## WHAT YOU NEED TO DO
Reproduce the records verbatim, from their beginning through the line containing "[54, 41, 1120, 120]", with both ends included. Omit the pictures from your answer.

BEGIN DATA SUPPLIED

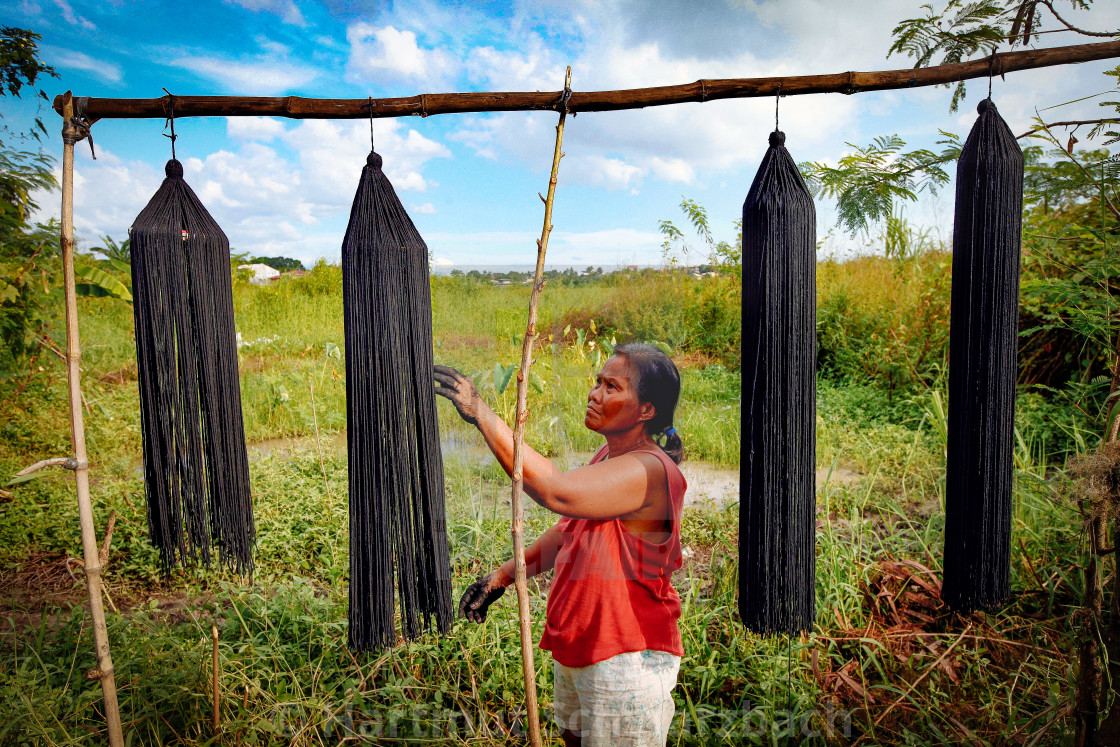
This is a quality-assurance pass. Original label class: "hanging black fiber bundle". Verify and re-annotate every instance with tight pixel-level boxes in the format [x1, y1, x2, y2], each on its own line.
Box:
[739, 131, 816, 635]
[343, 152, 451, 651]
[130, 158, 255, 575]
[941, 99, 1023, 611]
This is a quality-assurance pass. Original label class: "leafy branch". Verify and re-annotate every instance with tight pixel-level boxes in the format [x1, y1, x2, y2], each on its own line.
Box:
[799, 130, 962, 234]
[887, 0, 1120, 112]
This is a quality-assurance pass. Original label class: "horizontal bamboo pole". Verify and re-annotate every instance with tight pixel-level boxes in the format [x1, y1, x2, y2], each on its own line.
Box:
[54, 41, 1120, 120]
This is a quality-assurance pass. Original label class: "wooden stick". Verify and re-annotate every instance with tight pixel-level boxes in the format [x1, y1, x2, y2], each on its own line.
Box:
[211, 625, 222, 741]
[55, 41, 1120, 120]
[16, 457, 76, 477]
[510, 67, 571, 747]
[307, 376, 334, 523]
[60, 99, 124, 747]
[856, 623, 972, 745]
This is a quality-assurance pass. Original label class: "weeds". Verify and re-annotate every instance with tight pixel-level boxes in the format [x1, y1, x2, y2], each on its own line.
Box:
[0, 265, 1097, 745]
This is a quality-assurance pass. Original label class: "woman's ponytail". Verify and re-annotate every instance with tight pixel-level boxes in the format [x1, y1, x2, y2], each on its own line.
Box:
[614, 343, 684, 464]
[653, 426, 684, 464]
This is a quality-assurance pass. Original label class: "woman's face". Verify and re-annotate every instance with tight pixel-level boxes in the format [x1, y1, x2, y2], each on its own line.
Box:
[584, 355, 654, 433]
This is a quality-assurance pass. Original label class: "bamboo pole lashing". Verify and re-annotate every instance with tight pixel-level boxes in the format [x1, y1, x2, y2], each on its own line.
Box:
[59, 93, 124, 747]
[54, 41, 1120, 121]
[510, 66, 571, 747]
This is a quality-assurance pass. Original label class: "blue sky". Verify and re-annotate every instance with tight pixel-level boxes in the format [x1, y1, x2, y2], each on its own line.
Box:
[0, 0, 1120, 267]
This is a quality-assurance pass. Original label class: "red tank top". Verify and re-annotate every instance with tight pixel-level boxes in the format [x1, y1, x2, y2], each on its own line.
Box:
[541, 447, 688, 666]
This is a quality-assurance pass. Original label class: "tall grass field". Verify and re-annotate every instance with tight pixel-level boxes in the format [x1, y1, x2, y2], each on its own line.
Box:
[0, 251, 1094, 745]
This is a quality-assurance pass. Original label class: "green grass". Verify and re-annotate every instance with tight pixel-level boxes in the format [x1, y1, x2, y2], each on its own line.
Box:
[0, 265, 1082, 745]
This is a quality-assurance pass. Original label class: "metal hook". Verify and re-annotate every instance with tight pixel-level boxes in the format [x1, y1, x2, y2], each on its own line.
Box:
[774, 83, 782, 132]
[164, 88, 177, 161]
[370, 96, 375, 151]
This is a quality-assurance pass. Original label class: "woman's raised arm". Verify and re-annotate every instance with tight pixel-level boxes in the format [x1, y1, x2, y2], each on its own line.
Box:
[435, 366, 665, 519]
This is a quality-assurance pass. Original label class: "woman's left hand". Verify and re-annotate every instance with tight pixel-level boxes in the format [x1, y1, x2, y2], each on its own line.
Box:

END DATA SUPPLIED

## SOLVED PROBLEM
This is a quality-assurance pass. Original label class: "hanging black fiber bundle". Verify and re-annotate every instance with tight pixel-level boxes in the format [x1, y1, x2, y2], each on its own line.
Box:
[739, 131, 816, 635]
[343, 152, 451, 651]
[130, 158, 255, 575]
[941, 99, 1023, 611]
This is a quality-assurance pass. Original label class: "leafy branch". Verify and re-annotate every instance with tight pixel-level boxes in the format [x1, y1, x2, y2], each on its own line.
Box:
[799, 130, 962, 234]
[887, 0, 1120, 112]
This is a quality-assurance pass. Original label class: "horizontal bamboo pole". Verify and re-annotate every instance with tight pixel-level boxes in the format [x1, y1, x2, y2], each on its own line.
Box:
[54, 41, 1120, 120]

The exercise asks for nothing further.